§ What the exercise asks
Recast the stretch of rows below from the line containing "867, row 75." through the line containing "column 87, row 426" as a numbered list, leaving out blank lines.

§ Data shown
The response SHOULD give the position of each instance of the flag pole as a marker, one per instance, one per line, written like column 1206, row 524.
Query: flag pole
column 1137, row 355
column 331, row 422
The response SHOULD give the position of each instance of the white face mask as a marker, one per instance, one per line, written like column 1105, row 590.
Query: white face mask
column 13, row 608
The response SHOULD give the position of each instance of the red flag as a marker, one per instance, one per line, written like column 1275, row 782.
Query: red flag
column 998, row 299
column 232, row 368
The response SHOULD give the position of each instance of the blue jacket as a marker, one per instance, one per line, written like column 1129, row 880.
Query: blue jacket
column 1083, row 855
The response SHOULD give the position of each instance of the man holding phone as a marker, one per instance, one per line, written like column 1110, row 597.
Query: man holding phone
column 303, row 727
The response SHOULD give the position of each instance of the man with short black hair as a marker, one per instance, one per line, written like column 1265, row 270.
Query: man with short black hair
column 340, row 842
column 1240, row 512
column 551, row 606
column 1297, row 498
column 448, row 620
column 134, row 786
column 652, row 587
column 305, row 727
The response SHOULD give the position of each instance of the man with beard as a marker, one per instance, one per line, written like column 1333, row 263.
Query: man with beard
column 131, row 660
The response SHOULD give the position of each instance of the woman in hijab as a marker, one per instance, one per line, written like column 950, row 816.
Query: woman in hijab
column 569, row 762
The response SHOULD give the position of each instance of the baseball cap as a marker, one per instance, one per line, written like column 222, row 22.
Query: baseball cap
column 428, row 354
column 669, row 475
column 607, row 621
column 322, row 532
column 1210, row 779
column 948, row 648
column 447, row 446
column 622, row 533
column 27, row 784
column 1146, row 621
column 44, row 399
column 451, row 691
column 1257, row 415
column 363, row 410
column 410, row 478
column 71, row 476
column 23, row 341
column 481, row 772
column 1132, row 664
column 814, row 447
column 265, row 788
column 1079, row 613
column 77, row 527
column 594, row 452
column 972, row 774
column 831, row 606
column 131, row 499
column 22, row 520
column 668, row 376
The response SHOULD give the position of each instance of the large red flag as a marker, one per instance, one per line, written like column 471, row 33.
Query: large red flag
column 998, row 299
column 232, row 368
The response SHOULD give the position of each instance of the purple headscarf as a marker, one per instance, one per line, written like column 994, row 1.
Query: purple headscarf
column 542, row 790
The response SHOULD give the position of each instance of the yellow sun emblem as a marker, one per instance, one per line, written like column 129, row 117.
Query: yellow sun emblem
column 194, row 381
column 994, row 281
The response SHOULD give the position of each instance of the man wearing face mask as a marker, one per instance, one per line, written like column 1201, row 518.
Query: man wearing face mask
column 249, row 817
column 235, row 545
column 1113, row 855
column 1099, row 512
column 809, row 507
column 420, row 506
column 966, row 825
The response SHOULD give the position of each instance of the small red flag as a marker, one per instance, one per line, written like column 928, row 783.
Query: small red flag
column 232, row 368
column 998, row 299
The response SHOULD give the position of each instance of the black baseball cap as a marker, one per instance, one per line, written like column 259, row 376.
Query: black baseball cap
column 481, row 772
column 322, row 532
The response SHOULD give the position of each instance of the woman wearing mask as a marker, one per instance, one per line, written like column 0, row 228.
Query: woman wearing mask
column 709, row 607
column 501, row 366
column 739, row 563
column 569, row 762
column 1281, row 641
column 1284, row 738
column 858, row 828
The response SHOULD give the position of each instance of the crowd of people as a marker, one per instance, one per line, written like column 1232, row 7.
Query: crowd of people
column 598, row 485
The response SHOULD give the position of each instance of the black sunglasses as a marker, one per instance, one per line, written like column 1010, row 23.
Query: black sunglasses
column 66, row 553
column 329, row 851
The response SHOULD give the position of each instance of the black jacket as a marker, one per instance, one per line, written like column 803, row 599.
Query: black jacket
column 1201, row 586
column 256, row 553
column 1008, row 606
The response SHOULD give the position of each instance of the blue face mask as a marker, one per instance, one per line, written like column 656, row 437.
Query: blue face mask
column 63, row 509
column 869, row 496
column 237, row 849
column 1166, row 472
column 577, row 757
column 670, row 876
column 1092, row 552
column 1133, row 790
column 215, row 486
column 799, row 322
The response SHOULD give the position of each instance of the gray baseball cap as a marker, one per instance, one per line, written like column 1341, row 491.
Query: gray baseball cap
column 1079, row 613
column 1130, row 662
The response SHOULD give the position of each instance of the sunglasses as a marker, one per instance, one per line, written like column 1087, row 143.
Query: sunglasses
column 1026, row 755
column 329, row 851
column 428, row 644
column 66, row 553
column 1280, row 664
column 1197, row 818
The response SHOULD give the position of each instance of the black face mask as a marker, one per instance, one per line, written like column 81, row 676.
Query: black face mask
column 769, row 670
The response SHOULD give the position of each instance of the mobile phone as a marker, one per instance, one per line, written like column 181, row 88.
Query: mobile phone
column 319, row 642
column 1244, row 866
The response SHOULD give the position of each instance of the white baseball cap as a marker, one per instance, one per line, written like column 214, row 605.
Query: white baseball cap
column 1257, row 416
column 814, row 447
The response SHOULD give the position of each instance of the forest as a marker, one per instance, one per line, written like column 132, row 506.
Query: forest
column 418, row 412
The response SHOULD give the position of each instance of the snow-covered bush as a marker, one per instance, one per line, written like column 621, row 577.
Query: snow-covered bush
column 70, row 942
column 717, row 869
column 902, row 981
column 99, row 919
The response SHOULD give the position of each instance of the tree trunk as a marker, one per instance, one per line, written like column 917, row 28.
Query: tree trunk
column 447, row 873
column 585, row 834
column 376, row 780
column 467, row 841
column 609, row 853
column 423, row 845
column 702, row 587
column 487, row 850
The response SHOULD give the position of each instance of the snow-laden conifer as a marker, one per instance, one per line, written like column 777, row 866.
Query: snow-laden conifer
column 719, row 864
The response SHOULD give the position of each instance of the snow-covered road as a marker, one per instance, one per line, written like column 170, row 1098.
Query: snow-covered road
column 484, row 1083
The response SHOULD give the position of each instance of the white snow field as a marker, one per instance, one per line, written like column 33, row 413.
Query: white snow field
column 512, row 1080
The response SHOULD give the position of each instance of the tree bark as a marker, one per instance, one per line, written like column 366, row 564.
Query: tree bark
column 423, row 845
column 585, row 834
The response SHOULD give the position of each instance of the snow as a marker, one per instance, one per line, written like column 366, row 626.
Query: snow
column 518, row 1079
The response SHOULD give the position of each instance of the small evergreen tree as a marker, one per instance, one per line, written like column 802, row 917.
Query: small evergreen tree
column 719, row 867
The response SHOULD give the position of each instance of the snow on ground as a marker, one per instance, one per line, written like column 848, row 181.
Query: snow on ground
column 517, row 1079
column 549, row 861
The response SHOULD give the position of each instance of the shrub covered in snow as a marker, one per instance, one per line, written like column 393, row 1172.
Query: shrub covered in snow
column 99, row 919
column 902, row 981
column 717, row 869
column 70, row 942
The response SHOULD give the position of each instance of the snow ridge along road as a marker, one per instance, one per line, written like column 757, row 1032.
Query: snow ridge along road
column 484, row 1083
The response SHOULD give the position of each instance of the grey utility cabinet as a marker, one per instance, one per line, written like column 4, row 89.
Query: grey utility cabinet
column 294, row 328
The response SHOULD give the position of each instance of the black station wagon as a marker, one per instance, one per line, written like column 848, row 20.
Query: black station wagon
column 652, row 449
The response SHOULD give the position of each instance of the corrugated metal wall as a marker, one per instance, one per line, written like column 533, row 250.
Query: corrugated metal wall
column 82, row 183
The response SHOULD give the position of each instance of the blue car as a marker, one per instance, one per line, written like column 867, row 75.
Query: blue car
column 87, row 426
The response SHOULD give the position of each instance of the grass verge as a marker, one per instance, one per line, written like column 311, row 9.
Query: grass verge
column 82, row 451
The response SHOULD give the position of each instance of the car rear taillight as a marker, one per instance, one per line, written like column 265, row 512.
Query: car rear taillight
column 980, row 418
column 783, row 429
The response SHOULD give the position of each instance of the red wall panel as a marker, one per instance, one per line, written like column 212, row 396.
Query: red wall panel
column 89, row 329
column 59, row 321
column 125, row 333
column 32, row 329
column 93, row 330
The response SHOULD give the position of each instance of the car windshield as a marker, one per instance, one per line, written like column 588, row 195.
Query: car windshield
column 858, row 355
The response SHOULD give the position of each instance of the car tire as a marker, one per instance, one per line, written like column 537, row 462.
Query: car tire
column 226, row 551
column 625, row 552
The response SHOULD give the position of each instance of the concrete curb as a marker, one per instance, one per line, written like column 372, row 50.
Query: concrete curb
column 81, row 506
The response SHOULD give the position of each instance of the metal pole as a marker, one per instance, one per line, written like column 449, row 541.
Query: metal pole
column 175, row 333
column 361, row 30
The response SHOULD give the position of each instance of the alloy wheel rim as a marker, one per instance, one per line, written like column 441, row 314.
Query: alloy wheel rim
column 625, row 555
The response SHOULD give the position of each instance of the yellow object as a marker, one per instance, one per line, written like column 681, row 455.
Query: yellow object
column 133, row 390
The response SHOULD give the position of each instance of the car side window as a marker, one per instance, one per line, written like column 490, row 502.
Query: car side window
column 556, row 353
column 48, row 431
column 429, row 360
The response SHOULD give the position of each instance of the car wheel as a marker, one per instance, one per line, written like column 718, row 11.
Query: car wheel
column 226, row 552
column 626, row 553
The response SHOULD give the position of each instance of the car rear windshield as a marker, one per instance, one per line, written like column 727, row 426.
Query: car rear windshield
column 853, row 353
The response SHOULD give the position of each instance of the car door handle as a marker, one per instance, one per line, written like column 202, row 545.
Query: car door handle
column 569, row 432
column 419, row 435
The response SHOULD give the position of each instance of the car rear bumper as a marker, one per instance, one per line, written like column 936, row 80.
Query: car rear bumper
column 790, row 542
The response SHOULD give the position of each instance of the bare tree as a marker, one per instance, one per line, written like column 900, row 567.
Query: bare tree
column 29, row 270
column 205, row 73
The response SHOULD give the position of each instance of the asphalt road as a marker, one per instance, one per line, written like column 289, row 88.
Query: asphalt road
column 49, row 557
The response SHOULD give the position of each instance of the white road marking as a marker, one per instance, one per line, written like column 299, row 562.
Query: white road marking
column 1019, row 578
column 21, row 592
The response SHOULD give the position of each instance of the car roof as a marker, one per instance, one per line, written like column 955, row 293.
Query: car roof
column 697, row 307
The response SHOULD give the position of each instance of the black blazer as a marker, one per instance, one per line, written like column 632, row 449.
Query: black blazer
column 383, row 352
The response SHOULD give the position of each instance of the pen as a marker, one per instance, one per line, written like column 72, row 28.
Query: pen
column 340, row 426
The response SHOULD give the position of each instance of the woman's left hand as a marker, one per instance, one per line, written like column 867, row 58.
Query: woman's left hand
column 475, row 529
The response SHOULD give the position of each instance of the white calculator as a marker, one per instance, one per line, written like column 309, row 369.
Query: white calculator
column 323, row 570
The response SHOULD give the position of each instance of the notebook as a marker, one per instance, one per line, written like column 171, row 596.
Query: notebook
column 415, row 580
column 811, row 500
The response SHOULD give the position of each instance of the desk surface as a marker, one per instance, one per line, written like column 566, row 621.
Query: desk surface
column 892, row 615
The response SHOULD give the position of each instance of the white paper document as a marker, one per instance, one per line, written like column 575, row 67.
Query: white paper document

§ Task output
1. The response SHOULD give the position of each instance of the blue car as a marker, one per instance, one per line, written like column 867, row 75.
2. Query: blue car
3. column 87, row 426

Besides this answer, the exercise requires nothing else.